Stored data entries
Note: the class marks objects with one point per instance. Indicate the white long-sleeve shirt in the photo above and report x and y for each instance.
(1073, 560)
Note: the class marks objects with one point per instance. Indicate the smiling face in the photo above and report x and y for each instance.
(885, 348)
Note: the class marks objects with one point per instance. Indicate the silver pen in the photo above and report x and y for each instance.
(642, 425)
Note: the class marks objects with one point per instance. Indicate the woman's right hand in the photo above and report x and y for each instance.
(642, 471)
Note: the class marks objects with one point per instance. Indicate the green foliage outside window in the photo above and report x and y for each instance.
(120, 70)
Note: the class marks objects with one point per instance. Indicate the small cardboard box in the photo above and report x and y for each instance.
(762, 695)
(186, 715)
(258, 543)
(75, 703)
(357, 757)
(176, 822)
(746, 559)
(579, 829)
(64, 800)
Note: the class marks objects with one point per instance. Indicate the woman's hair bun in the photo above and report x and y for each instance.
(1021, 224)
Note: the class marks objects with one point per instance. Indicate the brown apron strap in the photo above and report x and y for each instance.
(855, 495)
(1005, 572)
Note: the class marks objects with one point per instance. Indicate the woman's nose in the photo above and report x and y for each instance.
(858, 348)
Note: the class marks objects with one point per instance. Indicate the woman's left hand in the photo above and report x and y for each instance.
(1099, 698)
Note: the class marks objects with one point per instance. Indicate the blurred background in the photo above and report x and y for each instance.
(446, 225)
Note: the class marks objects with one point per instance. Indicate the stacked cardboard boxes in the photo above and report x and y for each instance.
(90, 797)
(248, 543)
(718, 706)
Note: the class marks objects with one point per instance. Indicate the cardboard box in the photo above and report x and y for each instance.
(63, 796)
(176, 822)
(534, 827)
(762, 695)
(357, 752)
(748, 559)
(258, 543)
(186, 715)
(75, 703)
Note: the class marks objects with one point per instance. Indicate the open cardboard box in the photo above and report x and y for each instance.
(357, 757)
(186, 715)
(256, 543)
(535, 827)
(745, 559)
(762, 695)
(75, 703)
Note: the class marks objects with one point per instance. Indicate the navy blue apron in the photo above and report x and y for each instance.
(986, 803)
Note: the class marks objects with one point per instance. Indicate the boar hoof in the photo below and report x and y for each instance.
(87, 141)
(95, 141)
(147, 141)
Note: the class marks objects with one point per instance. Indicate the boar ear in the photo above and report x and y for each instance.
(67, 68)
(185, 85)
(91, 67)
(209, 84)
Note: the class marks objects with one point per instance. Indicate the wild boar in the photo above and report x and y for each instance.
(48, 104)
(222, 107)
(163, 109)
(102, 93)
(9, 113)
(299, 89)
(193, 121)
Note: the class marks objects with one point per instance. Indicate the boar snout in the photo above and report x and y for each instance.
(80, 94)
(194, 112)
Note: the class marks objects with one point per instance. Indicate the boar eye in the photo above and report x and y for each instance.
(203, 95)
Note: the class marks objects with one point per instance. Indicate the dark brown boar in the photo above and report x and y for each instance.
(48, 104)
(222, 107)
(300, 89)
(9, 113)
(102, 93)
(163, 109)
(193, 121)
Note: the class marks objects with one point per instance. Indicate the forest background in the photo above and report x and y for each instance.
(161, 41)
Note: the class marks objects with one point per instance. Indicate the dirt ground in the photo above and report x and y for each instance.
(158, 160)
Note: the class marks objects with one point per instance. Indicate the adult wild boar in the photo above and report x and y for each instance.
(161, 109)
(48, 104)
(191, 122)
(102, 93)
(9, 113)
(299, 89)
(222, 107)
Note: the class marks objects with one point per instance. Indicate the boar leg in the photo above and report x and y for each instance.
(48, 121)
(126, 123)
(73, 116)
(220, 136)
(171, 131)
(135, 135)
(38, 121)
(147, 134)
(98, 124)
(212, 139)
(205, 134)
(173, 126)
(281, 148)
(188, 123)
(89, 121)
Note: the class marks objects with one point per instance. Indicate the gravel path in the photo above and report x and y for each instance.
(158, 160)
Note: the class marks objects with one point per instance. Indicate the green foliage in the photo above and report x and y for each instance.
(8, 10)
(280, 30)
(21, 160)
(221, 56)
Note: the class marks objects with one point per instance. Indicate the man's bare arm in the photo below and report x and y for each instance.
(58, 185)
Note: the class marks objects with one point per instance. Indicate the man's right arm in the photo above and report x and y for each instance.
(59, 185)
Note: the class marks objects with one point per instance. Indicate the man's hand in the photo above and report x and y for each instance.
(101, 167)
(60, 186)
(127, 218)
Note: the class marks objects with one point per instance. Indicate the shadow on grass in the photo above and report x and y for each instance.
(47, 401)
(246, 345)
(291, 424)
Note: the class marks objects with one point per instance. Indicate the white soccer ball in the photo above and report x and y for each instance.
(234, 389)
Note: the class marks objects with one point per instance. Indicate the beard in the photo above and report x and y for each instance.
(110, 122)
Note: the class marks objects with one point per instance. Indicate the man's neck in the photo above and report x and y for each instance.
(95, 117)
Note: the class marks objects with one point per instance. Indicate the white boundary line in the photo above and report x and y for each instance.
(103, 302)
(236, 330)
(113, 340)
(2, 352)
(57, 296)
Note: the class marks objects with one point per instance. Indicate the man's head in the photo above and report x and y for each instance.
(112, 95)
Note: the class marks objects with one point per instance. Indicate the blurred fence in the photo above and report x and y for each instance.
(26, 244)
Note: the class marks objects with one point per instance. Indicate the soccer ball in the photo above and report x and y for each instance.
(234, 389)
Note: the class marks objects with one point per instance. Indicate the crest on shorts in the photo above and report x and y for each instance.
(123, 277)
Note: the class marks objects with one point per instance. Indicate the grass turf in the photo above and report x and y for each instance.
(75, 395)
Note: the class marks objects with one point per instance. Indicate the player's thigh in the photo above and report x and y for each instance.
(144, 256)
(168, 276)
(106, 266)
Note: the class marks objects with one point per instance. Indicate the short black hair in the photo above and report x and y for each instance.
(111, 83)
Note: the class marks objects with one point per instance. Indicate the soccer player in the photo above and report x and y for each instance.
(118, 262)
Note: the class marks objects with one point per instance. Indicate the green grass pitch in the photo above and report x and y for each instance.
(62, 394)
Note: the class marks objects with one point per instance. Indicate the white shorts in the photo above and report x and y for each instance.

Directions for this task: Each line of the data must be copied exactly as it appears.

Task result:
Note: the class marks objects with one point per instance. Indicate the white long-sleeve shirt in the photo above and report x and y for each instance.
(1073, 560)
Note: the class marks objects with one point per instance. Indicate the smiling face in the photo above and report x and y for each instance.
(885, 348)
Note: the class marks objects with one point per instance. Indicate the silver pen in the photo above and report x and y for each instance.
(642, 425)
Note: the class marks objects with one point per instance. Indicate the woman's right hand in the photo above and report x and y for each instance.
(642, 471)
Note: the class marks objects with one point per instance. Indicate the green foliage outside window in the photo above and report x and y for each instance.
(120, 70)
Note: the class marks objects with one point per instance. Indicate the small cardboard box in the photo above and report x and y for each instance.
(762, 695)
(186, 715)
(258, 543)
(75, 703)
(357, 757)
(176, 822)
(746, 559)
(579, 829)
(64, 800)
Note: the class marks objects with one point per instance. Indicate the woman's hair bun in the photo above and report x and y for each instance.
(1021, 224)
Note: the class marks objects with one point per instance. Indicate the brown apron strap in the photo above and report x and y for each instance.
(855, 495)
(1005, 572)
Note: the class marks objects with one point per instance. Indicate the woman's nose in the photo above and report x and y for each instance.
(858, 348)
Note: the class marks objects with one point per instance. Indicate the woman's left hand in the photo above and report x and y for each instance.
(1099, 698)
Note: the class marks objects with one point per instance. Indicate the blurred background in the photo above and report x and y for each instance.
(446, 225)
Note: the class marks objects with one point per instance. Indicate the stacked cardboard boxes in the photo above and report x and y for each instance.
(90, 797)
(248, 543)
(718, 706)
Note: the class marks objects with one point per instance. Indicate the cardboard box in the photo above and report x and y for each instance.
(63, 796)
(176, 822)
(534, 827)
(762, 695)
(357, 752)
(748, 559)
(258, 543)
(186, 715)
(75, 703)
Note: the class marks objects with one point per instance. Indicate the open cardboard box in the photo above and report x and y for each instance.
(357, 757)
(186, 715)
(256, 543)
(535, 827)
(745, 559)
(762, 695)
(75, 703)
Note: the class marks objects with one point per instance. Indicate the navy blue apron in the photo above and report x and y for each instance.
(986, 803)
Note: the class marks objects with one point per instance. Indicate the boar hoof in the photo below and report x and y for each instance.
(87, 141)
(95, 141)
(147, 141)
Note: the class marks objects with one point per instance. Indicate the boar ear in the photo above and report x and y for each instance.
(67, 68)
(185, 85)
(91, 67)
(209, 84)
Note: the class marks objects with one point per instance. Indicate the wild boar in the photo above and report x and y for each instance.
(48, 104)
(222, 107)
(163, 109)
(102, 93)
(9, 113)
(299, 89)
(193, 121)
Note: the class marks objects with one point per instance. Indicate the boar snout in the photo above and report x and y for each instance.
(80, 94)
(194, 112)
Note: the class marks objects with one point per instance. Indicate the boar eye in the photo above and report x and y for each instance.
(203, 95)
Note: the class marks objects with one point per instance. Indicate the dark brown boar in the photo above and report x and y for each instance.
(48, 104)
(222, 107)
(300, 89)
(9, 113)
(102, 93)
(163, 109)
(193, 121)
Note: the class marks objects with one point per instance. Indicate the forest background in the photo above and report x and y for each instance.
(161, 41)
Note: the class marks objects with one point per instance. Indicate the dirt ground in the photo above and report x and y for each instance.
(158, 160)
Note: the class marks objects with one point per instance. Indicate the adult wild boar in the photo above and report x and y for each instance.
(161, 109)
(48, 104)
(191, 122)
(102, 93)
(9, 113)
(299, 89)
(222, 107)
Note: the class marks objects with one point per instance. Indicate the boar leg in the photo above and report x and y for each instance.
(48, 121)
(126, 123)
(73, 116)
(220, 136)
(171, 131)
(135, 135)
(38, 121)
(147, 134)
(98, 124)
(212, 139)
(205, 134)
(173, 126)
(281, 148)
(188, 123)
(89, 121)
Note: the class marks objects with one point per instance. Indicate the gravel path in the photo above and report x and y for each instance.
(158, 160)
Note: the class marks objects with one point per instance. Indicate the green foliage in the photo above and report x and y for each instance.
(8, 10)
(280, 30)
(21, 160)
(221, 56)
Note: the class marks objects with one point per instance. Indicate the man's bare arm in the photo below and report x and y for each instance.
(58, 185)
Note: the class marks objects with one point per instance. Indicate the man's right arm in the photo above and report x and y for each instance.
(59, 185)
Note: the class marks objects with one point per instance. Indicate the man's hand in the photo above and report x and y for each instance.
(101, 167)
(60, 186)
(127, 218)
Note: the class marks objects with one point per instance. Indicate the shadow on grass in the photo above and report x and y for each instance.
(47, 401)
(246, 345)
(291, 424)
Note: the class marks objects with one point per instance. Indicate the white soccer ball in the photo above and report x and y for each instance.
(234, 389)
Note: the class marks objects with one point per instance. Indicate the beard in the photo above and report x and y for each instance.
(110, 122)
Note: the class marks objects with one point per instance. Indicate the man's neck in the photo above and report x and y for each instance.
(95, 117)
Note: the class marks objects with one point per instance. Indicate the white boundary line in the photo above and report x and y for each instance.
(103, 302)
(236, 330)
(113, 340)
(2, 352)
(57, 296)
Note: the class marks objects with one point per instance. Indicate the man's head in the photo above and report x and y for each instance.
(112, 95)
Note: the class marks objects with one point per instance. Indicate the blurred fence in the photo above and report x and y for each instance.
(26, 244)
Note: the class marks objects with one point per instance. Indicate the soccer ball in the photo above and report x and y for each instance.
(234, 389)
Note: the class marks objects with one point per instance. Indicate the crest on shorts in the photo above and report x and y for each instance.
(123, 277)
Note: the class marks objects with one point per instance. Indicate the grass turf in the photo above and report x and y for each instance.
(75, 395)
Note: the class marks objects with one point per instance. Indicate the player's thigh in the photo above and report x and y for each instance.
(144, 256)
(168, 276)
(106, 266)
Note: the class marks objects with one point per instance. Indicate the short black hair in the photo above and report x and y for each instance.
(111, 83)
Note: the class marks objects with one point per instance. Indicate the soccer player in the photo above and report x and y for each instance.
(118, 262)
Note: the class marks objects with one point per instance. Indicate the green grass pitch in the photo above and report x and y for each instance.
(62, 394)
Note: the class marks objects with one point per instance. Indicate the white shorts in the photo above and report x and y for each instance.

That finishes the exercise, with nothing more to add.